**WHAT YOU NEED TO DO:**
1. In the thread about Spark JDBC reads, how many milliseconds ago was the last packet successfully received from the server?
2. From the thread about Spark JDBC reads, copy the passage that begins at the words "The last packet successfully" and stops after the words "iterable way ?".

[Start TEXT]

Re: Re: spark dataframe jdbc read/write using dbcp connection pool

2016-01-20 Thread fightf...@163.com
OK. I see there actually goes more partitions when I use predicate from the 
spark job ui. But each task then failed 
with the same error message :

   com.mysql.jdbc.exceptions.jdbc4.CommunicationsException: Communications link 
failure

The last packet successfully received from the server was 377,769 milliseconds 
ago.  The last packet sent successfully to the server was 377,790 milliseconds 
ago.

Do I need to increase the partitions ? Or shall I write parquet file for each 
partition in a iterable way ? 

Thanks a lot for your advice.

Best,
Sun.



fightf...@163.com
 
From: 刘虓
Date: 2016-01-20 18:31
To: fightf...@163.com
CC: user
Subject: Re: Re: spark dataframe jdbc read/write using dbcp connection pool
Hi,
I think you can view the spark job ui to find out whether the partition works 
or not,pay attention to the storage page to the partition size and which stage 
/ task fails

2016-01-20 16:25 GMT+08:00 fightf...@163.com <fightf...@163.com>:
OK. I am trying to use the jdbc read datasource with predicate like the 
following : 
   sqlContext.read.jdbc(url, table, Array("foo = 1", "foo = 3"), props)

[End TEXT]
[Start RECORDED INFORMATION]

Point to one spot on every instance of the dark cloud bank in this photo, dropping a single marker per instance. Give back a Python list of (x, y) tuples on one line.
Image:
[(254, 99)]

[End RECORDED INFORMATION]

**WORKED SOLUTIONS:**
1. 377,769 milliseconds

2.
The last packet successfully received from the server was 377,769 milliseconds 
ago.  The last packet sent successfully to the server was 377,790 milliseconds 
ago.

Do I need to increase the partitions ? Or shall I write parquet file for each 
partition in a iterable way ?